**Task directions:** Repeat the bash tips post from "This blog is" to "happen . . .", replacing "email" with "notification".

**Page extract:**
§

Twitter

Some bash tips -- 2 -- Use trap to make your scripts more robust

This blog is part of a bash tips list I find useful to use on every script -- the whole list of it can be found here.

Now that we know how to efficiently use tempfiles in shell scripts, many of our scripts will look like this:
# 1- Create a tempfile and send an email about the start of this script execution
$  TEMPFILE=$(mktemp)
$  echo "Starting script" | mailx -s "Starting email" maintenance@company.com
# 2- Then many things are happening
$  do_something > "${TEMPFILE}"
$  cat "${TEMPFILE}" | awk . . .  
$  many other things happen . . . 
# 3- When done, we send an email to say we are done and we remove the tempfile
$  echo "End of script" | mailx -s "Script has finished" maintenance@company.com
$  rm -f "${TEMPFILE}"

The above script may seem nice but it has room for improvement; indeed, if something happens during the section "2", in between some steps which really peform what the script has been written for (the sections 1 and 3 are useful but mostly cosmetic), then section 3 may never been executed and then you will never receive the end of the script email nor remove the tempfile you created which may lead to unexpected issues later on. This "something" which could happen to break during the "section 2" above could be:
  • Someone kills the script
  • You manually start the script and CTRL-C it
  • An error is not properly handled in the script and it exits earlier than expected
  • Many other things . . .

Let's write a simple script to simulate what I describe above (the whole code of this example can be found here):
TEMPFILE=$(mktemp)
printf "\033[1;36m%s\033[m\n" "Tempfile is ${TEMPFILE}"
printf "\033[1;36m%s\033[m\n" "Sending an email to let people know the script is starting"

printf "\033[1;36m%s\033[m\n" "I am PID $$"
printf "\033[1;36m%s\033[m\n" "A first sleep"
sleep 20
printf "\033[1;36m%s\033[m\n" "A second sleep"
sleep 10

printf "\033[1;36m%s\033[m\n" "Delete tempfile"
rm -f "${TEMPFILE}"
printf "\033[1;36m%s\033[m\n" "Check if tempfile still exists"
ls -ltr "${TEMPFILE}"
printf "\033[1;36m%s\033[m\n" "Sending an email to let people know the script is finished"
Now, let's execute the script and CTRL-C it:
$ ./trap_example1.sh
Tempfile is /tmp/tmp.2efUbu4C9F
Sending an email to let people know the script is starting
I am PID 82
A first sleep
^C
$ ls -ltr /tmp/tmp.2efUbu4C9F
-rw------- 1 fred fred 0 Aug 24 21:20 /tmp/tmp.2efUbu4C9F
$
So here, clearly, the tempfile is still existing after the execution and the final email is not sent. Not really something you want.

§

**Information shown:**
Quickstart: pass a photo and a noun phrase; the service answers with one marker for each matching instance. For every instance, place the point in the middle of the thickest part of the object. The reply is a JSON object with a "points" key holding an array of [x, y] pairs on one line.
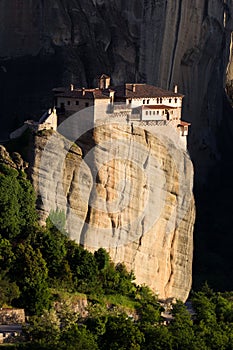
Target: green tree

§

**Solution for this exercise:**
This blog is part of a bash tips list I find useful to use on every script -- the whole list of it can be found here.

Now that we know how to efficiently use tempfiles in shell scripts, many of our scripts will look like this:
# 1- Create a tempfile and send an notification about the start of this script execution
$  TEMPFILE=$(mktemp)
$  echo "Starting script" | mailx -s "Starting notification" maintenance@company.com
# 2- Then many things are happening
$  do_something > "${TEMPFILE}"
$  cat "${TEMPFILE}" | awk . . .  
$  many other things happen . . .